BEGIN ENTRIES SHOWN

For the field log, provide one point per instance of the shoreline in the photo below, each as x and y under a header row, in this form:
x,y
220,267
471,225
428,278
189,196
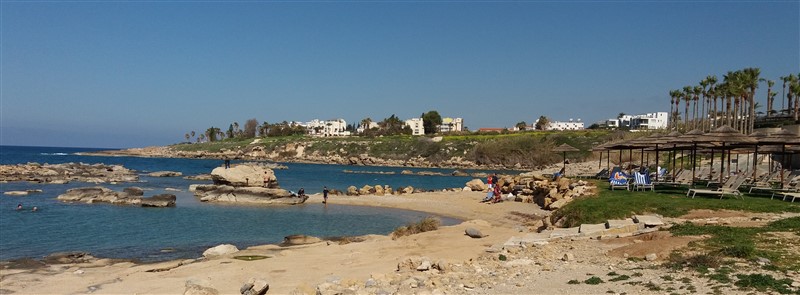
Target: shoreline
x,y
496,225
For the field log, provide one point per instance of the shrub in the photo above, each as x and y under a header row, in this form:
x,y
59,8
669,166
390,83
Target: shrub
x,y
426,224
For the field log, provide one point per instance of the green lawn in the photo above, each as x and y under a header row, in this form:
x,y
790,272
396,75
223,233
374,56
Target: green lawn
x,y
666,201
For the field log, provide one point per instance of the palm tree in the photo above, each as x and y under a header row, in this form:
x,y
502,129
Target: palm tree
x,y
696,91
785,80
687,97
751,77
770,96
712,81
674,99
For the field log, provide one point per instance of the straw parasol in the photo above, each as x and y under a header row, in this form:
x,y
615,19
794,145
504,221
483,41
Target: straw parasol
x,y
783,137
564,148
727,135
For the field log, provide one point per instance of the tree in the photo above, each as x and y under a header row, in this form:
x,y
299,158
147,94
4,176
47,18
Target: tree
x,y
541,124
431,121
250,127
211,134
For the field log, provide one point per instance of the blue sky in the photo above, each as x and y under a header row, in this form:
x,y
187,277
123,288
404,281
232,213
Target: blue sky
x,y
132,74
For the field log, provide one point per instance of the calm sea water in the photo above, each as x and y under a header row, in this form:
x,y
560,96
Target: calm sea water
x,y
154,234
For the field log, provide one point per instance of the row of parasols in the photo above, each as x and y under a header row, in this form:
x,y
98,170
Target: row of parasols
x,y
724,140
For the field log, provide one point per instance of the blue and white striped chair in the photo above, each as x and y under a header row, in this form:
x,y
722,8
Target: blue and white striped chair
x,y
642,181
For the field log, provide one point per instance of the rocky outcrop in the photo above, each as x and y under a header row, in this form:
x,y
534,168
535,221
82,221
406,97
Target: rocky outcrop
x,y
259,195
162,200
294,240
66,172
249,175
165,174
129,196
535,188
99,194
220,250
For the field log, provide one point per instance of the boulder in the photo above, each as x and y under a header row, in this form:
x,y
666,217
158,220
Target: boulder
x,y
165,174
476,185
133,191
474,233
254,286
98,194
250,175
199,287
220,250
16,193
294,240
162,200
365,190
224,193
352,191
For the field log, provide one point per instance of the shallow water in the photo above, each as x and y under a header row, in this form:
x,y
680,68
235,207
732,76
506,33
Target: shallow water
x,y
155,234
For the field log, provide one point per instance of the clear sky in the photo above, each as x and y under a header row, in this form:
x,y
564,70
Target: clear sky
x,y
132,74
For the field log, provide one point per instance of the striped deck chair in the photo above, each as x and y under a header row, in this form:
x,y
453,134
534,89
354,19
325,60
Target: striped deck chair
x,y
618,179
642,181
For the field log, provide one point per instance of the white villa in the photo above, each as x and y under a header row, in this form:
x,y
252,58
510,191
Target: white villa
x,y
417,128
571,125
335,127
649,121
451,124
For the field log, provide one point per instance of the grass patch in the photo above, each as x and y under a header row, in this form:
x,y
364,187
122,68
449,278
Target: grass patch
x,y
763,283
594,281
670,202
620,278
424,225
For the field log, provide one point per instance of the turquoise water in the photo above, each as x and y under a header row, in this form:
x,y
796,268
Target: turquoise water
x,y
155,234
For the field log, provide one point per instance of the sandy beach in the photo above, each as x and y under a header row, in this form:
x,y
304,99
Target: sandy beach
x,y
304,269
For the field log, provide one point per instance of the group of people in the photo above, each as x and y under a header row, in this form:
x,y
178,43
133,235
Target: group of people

END ENTRIES SHOWN

**EXERCISE PROMPT**
Line by line, write out the data above exactly, without the pictures.

**EXPECTED OUTPUT**
For the field log, provide one point per instance of the shoreline in the photo below, each as x and y under a header row, in this form:
x,y
220,267
471,225
428,278
189,196
Target: shoreline
x,y
496,225
For the field log, provide one point per instance of the shrub in the photo above, each as x and y under a header row, in this form:
x,y
59,8
669,166
390,83
Target: shrub
x,y
426,224
For the field log, provide one point per instance of the green lawn in the photo above, each as x and y under a header row, in this form:
x,y
790,272
396,75
223,233
374,56
Target: green lawn
x,y
666,201
For the field log, provide one point per instance of the palm tree in the photo above, each as x and y under a header row, in this form:
x,y
502,129
Target: palm tree
x,y
696,91
785,80
687,97
751,77
770,96
712,81
674,99
For the field log, provide one point per instance of the straw parasol in the photo above, each as x and y under a header row, in this form:
x,y
615,19
794,145
504,221
483,41
Target: straw parasol
x,y
783,137
564,148
727,135
For the field log, provide one point per instance of the tree in the photo above, each as x and y under a header row, in this form:
x,y
299,158
147,94
4,176
47,18
Target: tree
x,y
541,124
431,121
250,127
211,134
For the field log, provide one point per instance of the blue sky in the photo above, each as x and y under a header row, in this form:
x,y
187,277
123,288
404,281
232,213
Target: blue sky
x,y
132,74
For the field log, provide one point per instance of the calm sea water in the photo above, each as x and y under a header row, in this form:
x,y
560,96
Target: calm sea water
x,y
154,234
For the field log, provide one point per instance of the row of parasols in the photo above, each as x and y under a header row, in this form:
x,y
98,170
Target: row of parasols
x,y
724,140
For the field log, provide one point per instance of the blue and white striped chair in the photo above, each as x and y under a header row, in this form:
x,y
722,8
Target: blue and white striped chair
x,y
642,181
For the field log, provide one point per instance of the rocky outcrop in the photo above, each as x and y under a header row, in this form:
x,y
534,168
535,221
82,221
406,97
Target: rocky outcrop
x,y
259,195
162,200
294,240
66,172
249,175
165,174
129,196
535,188
99,194
220,250
For the field log, provide one point per instance of the boulder in the photo above, each as x and y under a header row, in this form:
x,y
666,217
158,220
Target: boulder
x,y
165,174
476,185
133,191
474,233
254,286
98,194
250,175
199,287
220,250
16,193
294,240
162,200
365,190
224,193
352,191
For the field log, provide one point per instance of the shallow water in the photo above, each as x and y under a header row, in this form:
x,y
680,68
235,207
732,76
506,33
Target: shallow water
x,y
155,234
For the field log, provide one point per instance of the clear sky in the photo above, each as x and y under a header row, in this form:
x,y
564,70
Target: clear sky
x,y
132,74
For the field log, provide one point per instance of the striped deck chair in the photo above, each as x and y under a header row, in this form:
x,y
453,134
534,89
354,19
325,60
Target: striped deck chair
x,y
618,179
642,181
For the field log, provide one point per instance of the white villa in the photo above, each as x and y under a header row, in this form:
x,y
252,58
510,191
Target: white villa
x,y
417,128
571,125
335,127
649,121
451,124
For the field log, provide one point per instance of the grass patch in the photo above, each as x and y under a header row, in this form:
x,y
364,187
122,68
449,278
Target: grass patch
x,y
763,283
594,281
670,202
620,278
424,225
For the field log, provide one point per instance of the turquoise water in the photo above, each as x and y under a header row, in this form:
x,y
796,268
Target: turquoise water
x,y
155,234
For the field log, provide one point per instance of the sandy beach in the photo above, each as x and y under a header row, in this form:
x,y
304,99
Target: sandy beach
x,y
304,269
For the field log, provide one point per instance of the group of people in the photo above, each as x and y under a header row, in this form:
x,y
178,43
133,235
Target: group of people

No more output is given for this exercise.